_YOUR TASK_. Output only the stretch of the listing that starts at the line containing "Q: Mark a point on every instance of the monkey face" and ends at the line containing "Q: Mark a point on every instance of the rock in", reproduced exactly with both ends.
--- THE DATA Enclosed Below ---
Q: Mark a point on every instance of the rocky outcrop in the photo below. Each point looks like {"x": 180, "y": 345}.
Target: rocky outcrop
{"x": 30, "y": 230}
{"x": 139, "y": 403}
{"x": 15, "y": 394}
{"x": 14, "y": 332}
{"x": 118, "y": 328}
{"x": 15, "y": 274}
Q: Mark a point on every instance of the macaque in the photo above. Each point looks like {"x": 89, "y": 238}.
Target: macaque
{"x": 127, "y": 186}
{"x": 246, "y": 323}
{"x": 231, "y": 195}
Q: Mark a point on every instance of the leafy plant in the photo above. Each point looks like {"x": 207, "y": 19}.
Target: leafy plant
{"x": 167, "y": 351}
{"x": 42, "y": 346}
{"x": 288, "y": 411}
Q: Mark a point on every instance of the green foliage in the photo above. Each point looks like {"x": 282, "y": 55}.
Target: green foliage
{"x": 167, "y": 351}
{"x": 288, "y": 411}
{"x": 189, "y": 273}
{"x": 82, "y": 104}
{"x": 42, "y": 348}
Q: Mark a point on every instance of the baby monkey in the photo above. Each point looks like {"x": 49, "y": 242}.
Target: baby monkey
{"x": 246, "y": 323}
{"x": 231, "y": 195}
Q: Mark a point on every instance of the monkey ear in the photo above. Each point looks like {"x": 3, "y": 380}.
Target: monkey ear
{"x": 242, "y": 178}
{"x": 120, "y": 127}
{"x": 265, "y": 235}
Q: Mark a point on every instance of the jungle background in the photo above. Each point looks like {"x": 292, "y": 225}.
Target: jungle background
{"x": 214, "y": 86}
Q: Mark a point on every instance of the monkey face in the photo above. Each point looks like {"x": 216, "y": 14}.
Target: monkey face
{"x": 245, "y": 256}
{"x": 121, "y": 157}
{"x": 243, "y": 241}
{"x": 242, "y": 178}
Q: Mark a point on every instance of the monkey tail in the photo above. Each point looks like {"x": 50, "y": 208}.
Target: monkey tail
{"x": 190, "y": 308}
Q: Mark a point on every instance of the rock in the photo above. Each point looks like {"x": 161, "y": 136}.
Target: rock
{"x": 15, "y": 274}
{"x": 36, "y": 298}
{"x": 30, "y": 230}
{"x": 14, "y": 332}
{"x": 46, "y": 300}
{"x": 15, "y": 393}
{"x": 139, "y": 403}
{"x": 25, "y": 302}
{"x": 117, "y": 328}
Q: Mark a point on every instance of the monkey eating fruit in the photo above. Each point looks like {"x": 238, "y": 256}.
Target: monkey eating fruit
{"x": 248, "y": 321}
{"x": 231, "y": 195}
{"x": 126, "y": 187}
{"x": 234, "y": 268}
--- End of Enclosed THE DATA ---
_SOLUTION FOR THIS PROBLEM_.
Q: Mark a point on every instance of the monkey face in the photo above. Each point looks like {"x": 216, "y": 14}.
Target: monkey face
{"x": 245, "y": 256}
{"x": 121, "y": 157}
{"x": 243, "y": 241}
{"x": 242, "y": 178}
Q: Mark a point on every instance of the monkey tail in the photo above. Each point looks like {"x": 50, "y": 208}.
Target: monkey tail
{"x": 190, "y": 308}
Q: Mark a point on every instance of the rock in the photo above. Each point looks like {"x": 161, "y": 136}.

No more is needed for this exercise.